- [Given problem]:
State how many of the lines below contain the string "grass", matching case exactly. Give only the number.

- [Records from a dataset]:
+ + + + + + +
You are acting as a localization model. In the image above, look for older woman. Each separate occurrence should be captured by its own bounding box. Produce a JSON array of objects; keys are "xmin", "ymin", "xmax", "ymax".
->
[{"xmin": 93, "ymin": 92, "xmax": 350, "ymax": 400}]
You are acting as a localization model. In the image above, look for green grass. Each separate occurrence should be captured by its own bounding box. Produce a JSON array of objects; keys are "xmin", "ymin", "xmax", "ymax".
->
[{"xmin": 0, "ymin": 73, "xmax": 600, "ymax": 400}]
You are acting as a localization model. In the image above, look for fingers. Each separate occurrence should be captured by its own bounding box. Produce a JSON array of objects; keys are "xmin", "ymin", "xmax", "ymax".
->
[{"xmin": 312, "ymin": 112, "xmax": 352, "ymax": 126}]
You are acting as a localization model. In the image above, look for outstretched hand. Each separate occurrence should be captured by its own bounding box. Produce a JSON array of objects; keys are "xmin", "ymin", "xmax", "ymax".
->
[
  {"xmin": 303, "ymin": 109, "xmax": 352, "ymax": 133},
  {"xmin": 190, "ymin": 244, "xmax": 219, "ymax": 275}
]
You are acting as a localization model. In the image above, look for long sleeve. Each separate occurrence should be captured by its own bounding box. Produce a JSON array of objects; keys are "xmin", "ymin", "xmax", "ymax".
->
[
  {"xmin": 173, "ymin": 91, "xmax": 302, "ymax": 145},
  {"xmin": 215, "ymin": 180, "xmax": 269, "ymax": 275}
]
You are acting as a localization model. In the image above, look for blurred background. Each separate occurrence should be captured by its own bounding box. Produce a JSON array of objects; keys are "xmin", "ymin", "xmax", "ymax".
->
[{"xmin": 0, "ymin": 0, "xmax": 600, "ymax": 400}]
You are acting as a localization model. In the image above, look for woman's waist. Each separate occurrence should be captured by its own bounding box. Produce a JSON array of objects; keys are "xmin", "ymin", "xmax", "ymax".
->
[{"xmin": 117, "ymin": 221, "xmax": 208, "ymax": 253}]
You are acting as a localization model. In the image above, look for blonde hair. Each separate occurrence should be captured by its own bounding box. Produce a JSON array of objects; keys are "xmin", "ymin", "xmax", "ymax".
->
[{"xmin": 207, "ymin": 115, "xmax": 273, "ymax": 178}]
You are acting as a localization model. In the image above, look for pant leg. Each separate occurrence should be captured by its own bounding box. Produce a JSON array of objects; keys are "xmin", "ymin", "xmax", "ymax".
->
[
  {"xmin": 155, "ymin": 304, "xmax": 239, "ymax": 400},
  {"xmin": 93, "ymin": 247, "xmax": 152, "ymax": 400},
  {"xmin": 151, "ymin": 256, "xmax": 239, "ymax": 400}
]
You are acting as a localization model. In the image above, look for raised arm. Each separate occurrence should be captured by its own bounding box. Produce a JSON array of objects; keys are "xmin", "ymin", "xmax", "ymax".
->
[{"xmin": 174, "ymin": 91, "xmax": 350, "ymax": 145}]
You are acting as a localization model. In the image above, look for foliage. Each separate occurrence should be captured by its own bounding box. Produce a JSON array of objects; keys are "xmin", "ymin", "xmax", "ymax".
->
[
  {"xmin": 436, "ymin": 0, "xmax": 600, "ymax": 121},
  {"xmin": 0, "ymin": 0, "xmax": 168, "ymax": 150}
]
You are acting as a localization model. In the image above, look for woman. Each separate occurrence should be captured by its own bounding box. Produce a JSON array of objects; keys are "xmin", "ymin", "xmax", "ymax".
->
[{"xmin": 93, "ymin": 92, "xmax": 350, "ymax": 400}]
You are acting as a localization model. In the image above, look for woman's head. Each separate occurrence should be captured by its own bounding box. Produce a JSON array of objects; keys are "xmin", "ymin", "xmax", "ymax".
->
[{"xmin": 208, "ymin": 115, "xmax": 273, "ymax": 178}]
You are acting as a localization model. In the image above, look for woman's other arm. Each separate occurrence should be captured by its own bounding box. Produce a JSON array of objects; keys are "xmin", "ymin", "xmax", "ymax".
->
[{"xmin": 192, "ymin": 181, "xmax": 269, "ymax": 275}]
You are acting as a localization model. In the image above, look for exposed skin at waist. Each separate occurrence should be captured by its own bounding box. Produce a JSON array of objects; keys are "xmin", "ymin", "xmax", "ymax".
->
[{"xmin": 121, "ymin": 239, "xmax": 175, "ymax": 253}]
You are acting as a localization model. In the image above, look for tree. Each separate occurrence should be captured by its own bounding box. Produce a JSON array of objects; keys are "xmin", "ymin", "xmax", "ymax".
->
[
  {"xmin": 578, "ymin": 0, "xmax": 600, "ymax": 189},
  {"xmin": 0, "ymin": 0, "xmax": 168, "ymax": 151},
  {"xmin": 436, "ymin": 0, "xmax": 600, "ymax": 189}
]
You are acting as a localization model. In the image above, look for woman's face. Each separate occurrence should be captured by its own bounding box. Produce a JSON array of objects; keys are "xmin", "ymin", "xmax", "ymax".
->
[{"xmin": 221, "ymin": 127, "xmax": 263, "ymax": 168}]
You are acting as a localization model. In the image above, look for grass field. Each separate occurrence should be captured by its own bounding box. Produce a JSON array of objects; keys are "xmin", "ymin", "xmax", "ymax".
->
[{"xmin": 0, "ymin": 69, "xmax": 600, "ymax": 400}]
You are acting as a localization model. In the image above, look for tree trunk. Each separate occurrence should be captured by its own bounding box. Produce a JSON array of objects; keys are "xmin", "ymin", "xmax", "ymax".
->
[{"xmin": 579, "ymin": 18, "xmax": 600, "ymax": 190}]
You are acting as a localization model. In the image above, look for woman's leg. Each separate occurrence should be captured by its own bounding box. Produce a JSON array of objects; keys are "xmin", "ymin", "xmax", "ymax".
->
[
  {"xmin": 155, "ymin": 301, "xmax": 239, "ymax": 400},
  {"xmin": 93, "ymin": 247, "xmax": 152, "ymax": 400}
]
+ + + + + + +
- [Exercise answer]:
2